[Selected extract]

Conscience as God's Supreme Authority in the Soul
"How have I hated instruction, and my heart despised reproof." These words emerge from a young man whose dissolute life has wrought disease, want, and infamy upon him. He stands at the dim verge of existence, a beacon light to all who live without Elohim. Remorse, like a fierce vulture, clutches upon his soul; despair casts the shadows of a cheerless night around him. Yet his keenest anguish arises not from external circumstance, but from moral reflection—from the voice of conscience itself.
Consider conscience as God has enthroned it in the human breast: with all the attributes of sovereignty. Unlike the brute animal, which rushes toward gratification without thought beyond the immediate object, man brings under his eye the just relations of universal being. He chooses and pursues with awareness.
Conscience teaches us to perform in good faith that which we do, though it does not itself supply an independent rule of right. Its voice is gentle and persuasive—often drowned in the clamour of passion or unheeded in eager pursuit of forbidden pleasure. Yet if conscience is supreme according to the original constitution of our nature, it must possess an ascendant power over the animal propensities, taking the whole range of existence into account.
This is the instrument of punishment: not external judgment alone, but the soul's own witness against itself. The dissolute young man's suffering proves that Adonai has given us a power of self-government that cannot be permanently silenced.

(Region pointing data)

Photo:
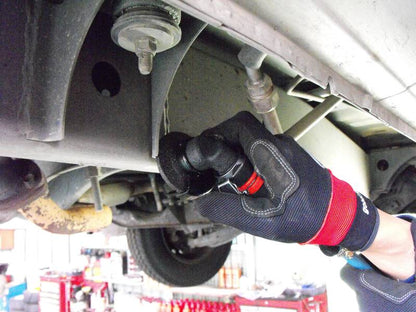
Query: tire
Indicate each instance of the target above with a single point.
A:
(156, 256)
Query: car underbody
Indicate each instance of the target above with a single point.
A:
(80, 126)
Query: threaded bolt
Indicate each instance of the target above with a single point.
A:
(145, 50)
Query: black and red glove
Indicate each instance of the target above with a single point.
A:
(304, 202)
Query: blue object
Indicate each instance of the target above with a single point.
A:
(15, 291)
(359, 263)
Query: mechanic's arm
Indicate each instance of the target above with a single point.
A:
(306, 204)
(392, 250)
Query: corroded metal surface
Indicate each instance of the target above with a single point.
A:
(45, 213)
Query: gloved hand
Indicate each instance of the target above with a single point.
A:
(305, 203)
(378, 293)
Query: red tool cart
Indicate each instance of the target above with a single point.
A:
(318, 303)
(56, 290)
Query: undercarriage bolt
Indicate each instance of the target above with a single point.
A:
(146, 27)
(145, 51)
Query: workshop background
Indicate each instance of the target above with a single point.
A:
(95, 272)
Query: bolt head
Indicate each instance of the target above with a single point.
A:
(146, 44)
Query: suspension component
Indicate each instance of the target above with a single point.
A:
(145, 27)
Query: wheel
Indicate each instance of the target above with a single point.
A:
(164, 255)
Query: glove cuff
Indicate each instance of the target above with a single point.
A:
(340, 215)
(351, 220)
(364, 229)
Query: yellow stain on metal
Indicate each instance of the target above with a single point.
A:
(45, 213)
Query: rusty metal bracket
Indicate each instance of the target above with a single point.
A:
(164, 69)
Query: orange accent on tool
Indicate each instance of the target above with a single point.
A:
(258, 183)
(252, 185)
(248, 183)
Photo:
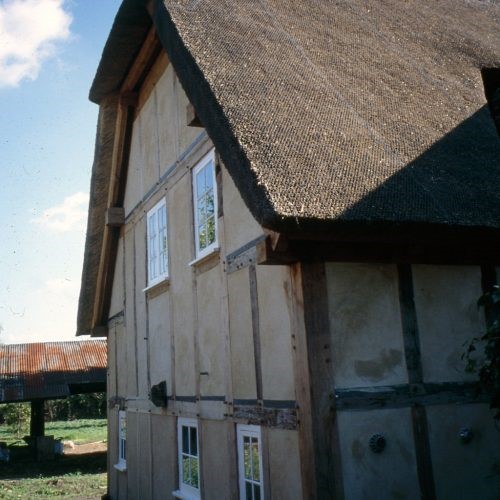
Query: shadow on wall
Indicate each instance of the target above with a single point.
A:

[What is expected] Set down the full text on conscience word for word. These items were drawn from a separate source unrelated to the text on conscience.

[Output]
Conscience as God's Supreme Authority in the Soul
"How have I hated instruction, and my heart despised reproof." These words emerge from a young man whose dissolute life has wrought disease, want, and infamy upon him. He stands at the dim verge of existence, a beacon light to all who live without Elohim. Remorse, like a fierce vulture, clutches upon his soul; despair casts the shadows of a cheerless night around him. Yet his keenest anguish arises not from external circumstance, but from moral reflection—from the voice of conscience itself.
Consider conscience as God has enthroned it in the human breast: with all the attributes of sovereignty. Unlike the brute animal, which rushes toward gratification without thought beyond the immediate object, man brings under his eye the just relations of universal being. He chooses and pursues with awareness.
Conscience teaches us to perform in good faith that which we do, though it does not itself supply an independent rule of right. Its voice is gentle and persuasive—often drowned in the clamour of passion or unheeded in eager pursuit of forbidden pleasure. Yet if conscience is supreme according to the original constitution of our nature, it must possess an ascendant power over the animal propensities, taking the whole range of existence into account.
This is the instrument of punishment: not external judgment alone, but the soul's own witness against itself. The dissolute young man's suffering proves that Adonai has given us a power of self-government that cannot be permanently silenced.